[AIM]: The records below should be written out again, exactly.

## start TASK DATA

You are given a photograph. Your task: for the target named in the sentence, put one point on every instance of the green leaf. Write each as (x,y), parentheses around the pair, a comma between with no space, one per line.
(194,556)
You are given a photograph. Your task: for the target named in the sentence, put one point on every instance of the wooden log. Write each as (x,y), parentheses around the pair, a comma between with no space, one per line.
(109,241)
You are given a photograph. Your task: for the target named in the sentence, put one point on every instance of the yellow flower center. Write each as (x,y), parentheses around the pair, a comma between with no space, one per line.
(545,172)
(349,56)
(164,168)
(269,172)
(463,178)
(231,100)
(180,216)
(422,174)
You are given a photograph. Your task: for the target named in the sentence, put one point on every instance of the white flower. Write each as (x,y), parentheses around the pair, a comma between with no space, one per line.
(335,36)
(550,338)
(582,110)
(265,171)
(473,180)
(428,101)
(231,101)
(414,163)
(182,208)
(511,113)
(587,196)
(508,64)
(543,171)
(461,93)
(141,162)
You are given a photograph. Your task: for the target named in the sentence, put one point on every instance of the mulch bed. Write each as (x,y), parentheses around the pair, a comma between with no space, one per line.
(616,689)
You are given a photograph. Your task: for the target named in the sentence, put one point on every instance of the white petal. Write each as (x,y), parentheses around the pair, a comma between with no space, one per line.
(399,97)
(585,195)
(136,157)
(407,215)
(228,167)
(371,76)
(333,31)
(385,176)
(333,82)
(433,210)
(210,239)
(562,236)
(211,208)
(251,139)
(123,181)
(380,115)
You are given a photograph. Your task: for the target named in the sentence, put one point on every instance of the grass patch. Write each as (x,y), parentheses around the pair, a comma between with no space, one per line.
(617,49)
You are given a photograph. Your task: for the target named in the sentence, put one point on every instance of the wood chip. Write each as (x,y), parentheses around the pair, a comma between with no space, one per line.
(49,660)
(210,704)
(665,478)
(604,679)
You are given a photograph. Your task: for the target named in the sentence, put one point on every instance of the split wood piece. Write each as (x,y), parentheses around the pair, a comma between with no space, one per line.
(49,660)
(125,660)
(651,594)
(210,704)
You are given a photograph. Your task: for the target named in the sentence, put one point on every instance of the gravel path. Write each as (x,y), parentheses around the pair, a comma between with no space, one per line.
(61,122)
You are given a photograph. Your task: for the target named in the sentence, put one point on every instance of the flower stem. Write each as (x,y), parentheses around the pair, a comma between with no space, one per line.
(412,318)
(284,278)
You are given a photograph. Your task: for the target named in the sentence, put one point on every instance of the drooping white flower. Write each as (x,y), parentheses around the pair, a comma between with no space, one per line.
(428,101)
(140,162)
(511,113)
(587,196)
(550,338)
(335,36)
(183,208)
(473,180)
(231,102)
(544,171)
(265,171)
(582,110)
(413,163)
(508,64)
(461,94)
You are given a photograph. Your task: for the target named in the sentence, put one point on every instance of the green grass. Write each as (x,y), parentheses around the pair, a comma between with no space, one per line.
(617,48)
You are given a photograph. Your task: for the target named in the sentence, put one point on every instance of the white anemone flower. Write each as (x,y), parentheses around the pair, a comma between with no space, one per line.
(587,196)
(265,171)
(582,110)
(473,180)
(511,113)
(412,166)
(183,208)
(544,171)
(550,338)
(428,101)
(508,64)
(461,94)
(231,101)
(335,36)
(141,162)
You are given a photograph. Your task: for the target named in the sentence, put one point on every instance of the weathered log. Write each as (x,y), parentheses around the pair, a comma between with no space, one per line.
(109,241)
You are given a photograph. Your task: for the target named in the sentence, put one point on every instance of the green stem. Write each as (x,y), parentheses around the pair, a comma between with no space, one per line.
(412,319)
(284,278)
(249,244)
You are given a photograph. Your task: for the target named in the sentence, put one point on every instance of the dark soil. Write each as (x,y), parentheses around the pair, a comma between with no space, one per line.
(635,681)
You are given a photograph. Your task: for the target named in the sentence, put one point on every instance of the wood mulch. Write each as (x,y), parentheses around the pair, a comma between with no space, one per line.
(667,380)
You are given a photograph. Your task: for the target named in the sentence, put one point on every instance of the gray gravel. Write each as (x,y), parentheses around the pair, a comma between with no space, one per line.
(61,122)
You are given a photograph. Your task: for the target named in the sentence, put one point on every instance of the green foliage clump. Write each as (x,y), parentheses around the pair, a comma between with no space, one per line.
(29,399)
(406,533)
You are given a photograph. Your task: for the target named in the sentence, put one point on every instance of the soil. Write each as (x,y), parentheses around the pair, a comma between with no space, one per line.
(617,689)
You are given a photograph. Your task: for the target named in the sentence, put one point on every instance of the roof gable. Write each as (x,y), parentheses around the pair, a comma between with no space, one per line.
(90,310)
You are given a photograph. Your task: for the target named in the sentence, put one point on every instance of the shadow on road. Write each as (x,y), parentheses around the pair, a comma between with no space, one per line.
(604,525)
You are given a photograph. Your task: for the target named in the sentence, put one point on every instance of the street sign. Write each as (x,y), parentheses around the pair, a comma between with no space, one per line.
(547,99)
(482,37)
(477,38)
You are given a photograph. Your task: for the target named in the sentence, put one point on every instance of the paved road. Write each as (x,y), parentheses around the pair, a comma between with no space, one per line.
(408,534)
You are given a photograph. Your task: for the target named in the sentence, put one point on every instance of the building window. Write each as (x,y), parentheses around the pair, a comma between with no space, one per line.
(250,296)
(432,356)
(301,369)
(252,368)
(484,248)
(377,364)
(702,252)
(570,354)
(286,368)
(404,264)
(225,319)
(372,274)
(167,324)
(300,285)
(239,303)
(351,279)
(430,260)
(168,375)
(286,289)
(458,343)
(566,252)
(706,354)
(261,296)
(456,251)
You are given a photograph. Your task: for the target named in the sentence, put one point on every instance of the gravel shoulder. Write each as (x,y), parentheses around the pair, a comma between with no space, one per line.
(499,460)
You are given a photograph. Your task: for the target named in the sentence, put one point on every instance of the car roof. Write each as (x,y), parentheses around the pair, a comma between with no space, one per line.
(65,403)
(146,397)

## end TASK DATA

[FINISHED TASK]:
You are given a photograph. Your task: for the target named in the sentence, put one point on every instance of the green leaf. Write each as (x,y), parentheses around the pair, a comma between with no space, one per line.
(194,556)
You are given a photograph. Your task: for the target named in the sentence, put one point on every instance of the wooden log. Write each as (x,y), parentheses around the pair, a comma between with no space, one per line.
(109,241)
You are given a photograph. Your task: for the target named in the sentence, put one point on every instance of the yellow flower center. Write each as (x,y), parentheses around the pair, a comma between with no space, one per line.
(545,172)
(349,56)
(164,168)
(269,172)
(463,178)
(231,100)
(180,216)
(422,174)
You are given a photograph. Your task: for the target named in the sentence, put one point on every instance of the white flower. Write each as (x,y), parentheses around the pair, a comma between with no space, one per line.
(335,36)
(550,338)
(582,110)
(265,171)
(473,180)
(428,101)
(231,101)
(414,163)
(182,208)
(511,113)
(587,196)
(508,64)
(543,171)
(461,93)
(141,162)
You are given a photograph. Your task: for the target named in the sentence, put one point on every instance of the mulch bed. Write each as (x,y), parentheses around the pair, a comma between with no space, one per line.
(616,689)
You are given a photograph. Your task: for the target named in the sentence, put one point on every instance of the white petal. Write each as (x,y), parentheses around the pair, a comma between with no space, one per line.
(399,97)
(585,195)
(136,157)
(407,215)
(228,167)
(371,76)
(333,31)
(385,176)
(333,82)
(433,210)
(210,239)
(562,236)
(211,208)
(251,139)
(123,181)
(380,115)
You are given a photograph. Your task: for the target named in the sentence, put one point on every instance of the grass patch. Write each as (x,y), parentheses around the pair, a comma between with no space, one per line.
(617,49)
You are given a photograph. Your task: for the target named in the sentence, put one point on every instance of the wood chip. Write each as (x,y), parentheses around the pair, a comma between with no space, one per line.
(49,660)
(210,704)
(665,478)
(604,679)
You are given a photograph. Your task: for the target named in the sentence, put one point on every instance of the split wood piece. Write each as (x,y), parentheses around the pair, a comma between with no space, one per line.
(49,660)
(125,660)
(651,594)
(210,704)
You are given a photograph. Your task: for the target named in the sentence, put one point on every instance of the gravel path. Write each as (x,y), parentheses around the pair, a comma between with no space, one per line.
(61,122)
You are given a photograph. Your task: for the target named in the sentence, put one point on every instance of the flower stem. Write each as (x,y), parentheses around the pair, a comma between with no space, one per line.
(412,318)
(284,278)
You are given a photograph. Your task: for the target named in the sentence, put one point on every instance of the drooping white flower. Write each as (x,y), parentheses around the pair, a comma between with no space, one per line.
(428,101)
(140,162)
(511,113)
(587,196)
(550,338)
(335,36)
(183,208)
(473,180)
(231,102)
(544,171)
(265,171)
(582,110)
(413,163)
(508,64)
(461,94)
You are given a photograph. Your task: for the target named in the sentence, put one point on every instance of the green grass. Write each as (x,y), parentheses around the pair, a comma between with no space, one per line.
(617,48)
You are given a photograph. Your task: for the target named in the sentence, put one point on every instance of the white anemone flower. Write each as (x,y), parentheses around the pair, a comma between with no space, one per line.
(587,196)
(265,171)
(582,110)
(473,180)
(511,113)
(412,166)
(183,208)
(544,171)
(550,338)
(428,101)
(508,64)
(461,94)
(231,101)
(335,36)
(141,162)
You are given a photograph. Your task: for the target named in the sentence, put one point on every instance of the weathered log. Write each as (x,y), parentheses around the pair, a comma between with no space, one per line.
(109,241)
You are given a photograph. Your task: for the target named in the sentence, put one point on every instance of the green stem. Write each as (x,y), parentheses around the pair, a comma between with no space, one per line.
(412,319)
(284,278)
(249,244)
You are given a photograph. Your task: for the target named in the sentence, put one point on every instance of the dark soil. Write each as (x,y), parentheses around the pair, a comma between with no space, one per line.
(635,681)
You are given a photograph. Your task: for the target named in the sentence, put one point on every instance of the wood mulch. Write each as (x,y), parentheses around the pair, a comma between with no space, one per line.
(667,380)
You are given a photograph. Your task: for the target named in the sentence, put one point on every instance of the gray gravel. Write each as (x,y), parentheses around the pair, a comma between with no space, one per line.
(61,122)
You are given a photograph. Your task: for the target named in the sentence, put one point on every instance of the green foliage clump. Write each as (x,y), parentheses around the pair, a comma between with no space, one per line.
(29,399)
(406,533)
You are given a photograph. Your task: for the target named in the sentence, put one point on every instance of the soil. Write each as (x,y), parentheses around the pair, a comma between with no space, one per line.
(617,689)
You are given a photograph. Your task: for the target named in the sentence, put one point on every instance of the roof gable. Write each as (x,y), parentheses around the pair, a comma between with no space, one per line.
(90,310)
You are given a photograph. Your task: for the target named in the sentence, put one point on every instance of the shadow on road. Write each as (x,y), parentheses around the pair, a comma between with no space, one per line.
(604,525)
You are given a photograph. Your task: for the target named in the sentence, put one point on every instance of the street sign. Write each as (x,y), parentheses around the pair, a comma between with no space, one per line.
(547,99)
(482,37)
(477,38)
You are given a photograph. Your task: for the target named in the sentence, put one point on every instance of the paved road. Write each as (x,y), parentheses around the pair, a comma between with no space, one per line.
(408,534)
You are given a photograph. Your task: for the target named in the sentence, put one point on every instance of the building window. Write each as (x,y), parentheses around the pair, a comma between with no space, one per line.
(250,296)
(432,356)
(301,369)
(252,368)
(484,248)
(377,364)
(702,252)
(570,354)
(286,368)
(404,264)
(225,319)
(372,274)
(167,324)
(300,285)
(239,303)
(351,279)
(430,260)
(168,375)
(286,289)
(458,343)
(566,252)
(706,354)
(261,296)
(456,251)
You are given a photograph. Your task: for the target named in the sentence, put one point on every instance of the gravel shoulder. Write each as (x,y), parentheses around the pair, a comma between with no space, one per line.
(499,460)
You are given a photograph. Your task: for the target named in the sentence, put one point on every instance of the car roof. Write each as (x,y), parentheses around the pair, a comma between with no space, one per line.
(65,403)
(146,397)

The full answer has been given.